Exercise instructions ::
Retype the complete listing exactly as it appears.

Data for this task ::
_ _ _ _ _ _ _

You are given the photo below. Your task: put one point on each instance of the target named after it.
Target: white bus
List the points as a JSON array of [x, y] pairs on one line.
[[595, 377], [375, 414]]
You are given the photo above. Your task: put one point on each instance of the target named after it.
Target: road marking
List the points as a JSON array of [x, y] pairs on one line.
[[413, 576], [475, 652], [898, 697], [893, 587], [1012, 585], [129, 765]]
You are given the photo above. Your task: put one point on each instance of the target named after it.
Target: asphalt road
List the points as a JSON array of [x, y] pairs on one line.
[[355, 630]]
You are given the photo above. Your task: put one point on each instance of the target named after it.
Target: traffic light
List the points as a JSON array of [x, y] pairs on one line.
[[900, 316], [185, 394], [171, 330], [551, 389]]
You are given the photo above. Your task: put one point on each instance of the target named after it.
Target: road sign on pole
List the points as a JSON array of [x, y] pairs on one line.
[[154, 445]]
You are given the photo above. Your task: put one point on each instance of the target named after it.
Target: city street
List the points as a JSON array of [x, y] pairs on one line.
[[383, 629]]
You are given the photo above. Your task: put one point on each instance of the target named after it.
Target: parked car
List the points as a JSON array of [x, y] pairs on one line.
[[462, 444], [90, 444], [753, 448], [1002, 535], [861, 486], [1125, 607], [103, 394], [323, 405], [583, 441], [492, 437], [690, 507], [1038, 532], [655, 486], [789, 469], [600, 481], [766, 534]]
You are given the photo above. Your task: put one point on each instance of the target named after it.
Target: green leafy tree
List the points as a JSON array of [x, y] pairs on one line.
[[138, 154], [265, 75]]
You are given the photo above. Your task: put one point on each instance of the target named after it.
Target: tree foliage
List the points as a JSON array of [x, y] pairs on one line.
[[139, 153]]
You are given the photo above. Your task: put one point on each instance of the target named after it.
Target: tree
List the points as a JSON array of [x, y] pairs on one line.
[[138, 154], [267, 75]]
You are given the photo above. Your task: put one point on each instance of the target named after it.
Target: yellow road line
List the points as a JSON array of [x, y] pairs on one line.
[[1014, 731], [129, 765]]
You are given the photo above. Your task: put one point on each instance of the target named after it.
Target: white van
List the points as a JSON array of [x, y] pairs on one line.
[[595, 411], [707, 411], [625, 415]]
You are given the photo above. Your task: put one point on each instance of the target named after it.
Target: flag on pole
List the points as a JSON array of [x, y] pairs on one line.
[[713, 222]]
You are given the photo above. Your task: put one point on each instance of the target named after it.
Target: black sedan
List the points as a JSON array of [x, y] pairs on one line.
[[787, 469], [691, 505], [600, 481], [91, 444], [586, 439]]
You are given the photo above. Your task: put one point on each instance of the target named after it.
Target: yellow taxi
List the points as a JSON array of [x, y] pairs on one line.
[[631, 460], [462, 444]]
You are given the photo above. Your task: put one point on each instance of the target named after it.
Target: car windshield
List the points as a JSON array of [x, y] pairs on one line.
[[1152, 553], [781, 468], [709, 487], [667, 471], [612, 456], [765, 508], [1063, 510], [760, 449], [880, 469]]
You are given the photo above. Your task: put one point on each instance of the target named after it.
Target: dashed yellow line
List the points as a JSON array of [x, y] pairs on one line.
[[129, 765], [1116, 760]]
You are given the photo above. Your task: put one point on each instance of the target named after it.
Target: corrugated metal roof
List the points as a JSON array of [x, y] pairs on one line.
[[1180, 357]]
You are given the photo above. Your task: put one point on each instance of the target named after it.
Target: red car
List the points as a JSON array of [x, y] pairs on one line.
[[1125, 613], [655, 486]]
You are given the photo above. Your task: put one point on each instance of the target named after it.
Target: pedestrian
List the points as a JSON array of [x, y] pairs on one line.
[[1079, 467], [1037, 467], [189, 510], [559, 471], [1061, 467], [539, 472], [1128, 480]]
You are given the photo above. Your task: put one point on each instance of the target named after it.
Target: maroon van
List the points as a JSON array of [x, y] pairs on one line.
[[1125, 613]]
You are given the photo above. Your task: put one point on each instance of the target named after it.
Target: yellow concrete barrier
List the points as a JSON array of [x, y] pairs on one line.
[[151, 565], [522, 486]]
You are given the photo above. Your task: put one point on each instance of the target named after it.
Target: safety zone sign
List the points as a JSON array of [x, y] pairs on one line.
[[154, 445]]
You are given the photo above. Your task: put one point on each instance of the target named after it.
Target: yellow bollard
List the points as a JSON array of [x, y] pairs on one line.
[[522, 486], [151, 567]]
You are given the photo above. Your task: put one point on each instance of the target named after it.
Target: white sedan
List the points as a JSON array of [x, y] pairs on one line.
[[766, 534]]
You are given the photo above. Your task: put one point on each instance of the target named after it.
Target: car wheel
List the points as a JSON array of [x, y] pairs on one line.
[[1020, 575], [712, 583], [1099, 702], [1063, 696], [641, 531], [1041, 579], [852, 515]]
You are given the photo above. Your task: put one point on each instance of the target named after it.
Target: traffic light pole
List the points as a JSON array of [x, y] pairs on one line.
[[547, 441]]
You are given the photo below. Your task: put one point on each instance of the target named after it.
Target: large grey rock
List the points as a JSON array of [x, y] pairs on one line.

_ _ _ _ _ _ _

Task response ::
You are given the photo below. Your task: put one point on each instance of the target named after it.
Target: white bus
List the points as a JSON array of [x, y] pairs on one line.
[[595, 377], [375, 414]]
You are given the photo above. Your task: put one point on each instance of the target named after it.
Target: road marking
List the points as a JSON array of [x, y] pairs on one line.
[[413, 576], [475, 652], [898, 697], [893, 587], [1012, 585], [129, 765]]
You are given the photo above. Your task: put one point on each instance of the target named after it.
Target: asphalt road
List the points as a JSON array of [x, y] pairs on one line.
[[355, 630]]
You are given the photo above. Your task: put one point on each instance of the target named after it.
Target: traffic light
List the points as a JSON array of [x, y] pairs on one line.
[[900, 316], [185, 394], [171, 330], [551, 389]]
You are given the photo above. Your task: put one point on each instance of the target named after it.
Target: road sign on pole
List the points as a JSON array of [x, y] pairs on one line.
[[154, 445]]
You are given the photo above. Your task: put one point on each instance of the target named after it.
Target: city street
List the points as a JSON array of [x, y] pairs on one line.
[[383, 629]]
You are given the photo above. Your task: put one point on each instance of the target named after it.
Target: parked car
List the points as a JSON array of [x, y] pairs on one line.
[[462, 444], [90, 444], [753, 448], [1002, 535], [861, 486], [1125, 607], [103, 394], [323, 405], [583, 441], [492, 437], [690, 507], [1038, 532], [655, 486], [789, 469], [600, 481], [766, 534]]
You are given the photo above. Your task: put one point on each instance of the target named after it.
Target: green leafy tree
List the points as a JSON array of [x, y] pairs on one line.
[[138, 154], [265, 75]]
You are given the photo above. Your task: put one point on each instance of the target named after it.
Target: tree foliage
List the points as a JSON array of [x, y] pairs on one line.
[[139, 153]]
You are given the photo above. Your task: put one point on each instance of the target named after it.
Target: tree
List the points as a JSON array of [x, y] pairs on one line.
[[138, 154], [267, 75]]
You are given the photo above. Your task: put one point on each instance of the target named after it.
Target: yellow road line
List the points as a JSON array of [x, y] pairs on one line.
[[1014, 731], [129, 765]]
You are given the photo above. Your task: put one point on each instance of the target named after it.
Target: white van
List the points as a JSON array of [x, y] pairs on one line.
[[595, 411], [707, 411], [625, 415]]
You are given the photo above. Your task: put one point on each instance of the target named after it.
Target: flag on pole
List the points as a JSON array of [x, y] pairs on one line.
[[713, 222]]
You are given the photo above. Your task: put one point on each instance of the target named after it.
Target: black sedan
List the points as a JSON array of [x, y] pairs on one line.
[[787, 469], [691, 505], [600, 481], [91, 444], [586, 439]]
You are given the photo above. Your task: put one point on each instance of the target named after it.
Target: yellow taxi
List the points as a JSON array of [x, y] pairs on one line.
[[631, 460], [462, 444]]
You are given the photo above. Your task: put one point on each instance of the target named after it.
Target: car windshield
List the points as a JSON array of [x, y] pairs on one line.
[[1152, 553], [781, 468], [709, 487], [667, 471], [612, 456], [765, 508], [1063, 510], [760, 449], [880, 469]]
You are given the photo above. Your task: put one point on each instance of the target named after it.
Target: dashed yellow line
List the points as a JSON array of [x, y] pairs on one line.
[[129, 765], [1116, 760]]
You are given the photo above. Your task: put one point on each instance of the target named after it.
Target: corrugated metal roof
List the points as a JSON array of [x, y] pairs on one line.
[[1180, 357]]
You are given the photo above. Your task: put one point on each instance of the target named after it.
Target: red car
List the points as a JSON array of [x, y] pairs on one line.
[[1125, 613], [655, 486]]
You are given the photo above. Your task: put one point on each instance of the target named after it.
Target: pedestrian
List the points as a JSON array of [x, y] pairs on one line.
[[1079, 467], [1037, 467], [189, 510], [559, 471], [1061, 467], [539, 472], [1128, 480]]
You are given the photo above. Your task: put one point on each instance of the target named after it.
Target: maroon van
List the points as a JSON array of [x, y] pairs on one line.
[[1125, 613]]
You are given the photo above. Your task: put one point on each instance of the target named after it.
Target: yellow concrete barrier
List the points as a JSON array of [x, y] pairs on one line.
[[151, 565], [522, 486]]
You are given the photo above. Your task: put one point on each instance of the target named after it.
Target: safety zone sign
List the points as a JSON array of [x, y] pairs on one line.
[[154, 445]]
You are given the photo above. Your task: put one point on each instance of the target named after it.
Target: yellow bollard
List the points as a JSON array of [x, y] pairs on one line.
[[522, 486], [151, 567]]
You are given the photo above. Your task: put one point on each instance of the target named after it.
Target: white sedan
List the points as a JSON array of [x, y] pairs on one line.
[[766, 534]]
You are given the photo above. Your task: put one point on each instance of the target named after it.
Target: car wheel
List the points as a JSON array of [x, y] pairs on one line.
[[1020, 575], [712, 583], [1099, 702], [1063, 696], [641, 531], [1041, 579], [852, 515]]
You are given the photo above. Your task: put one point on each instance of the target named after it.
Target: traffic light pole
List the points as a JSON array of [x, y] pairs on one line.
[[547, 441]]
You are given the photo below. Your task: put one point on each instance of the target named after it.
Target: large grey rock
List the points as a JSON array of [x, y] pairs on one line.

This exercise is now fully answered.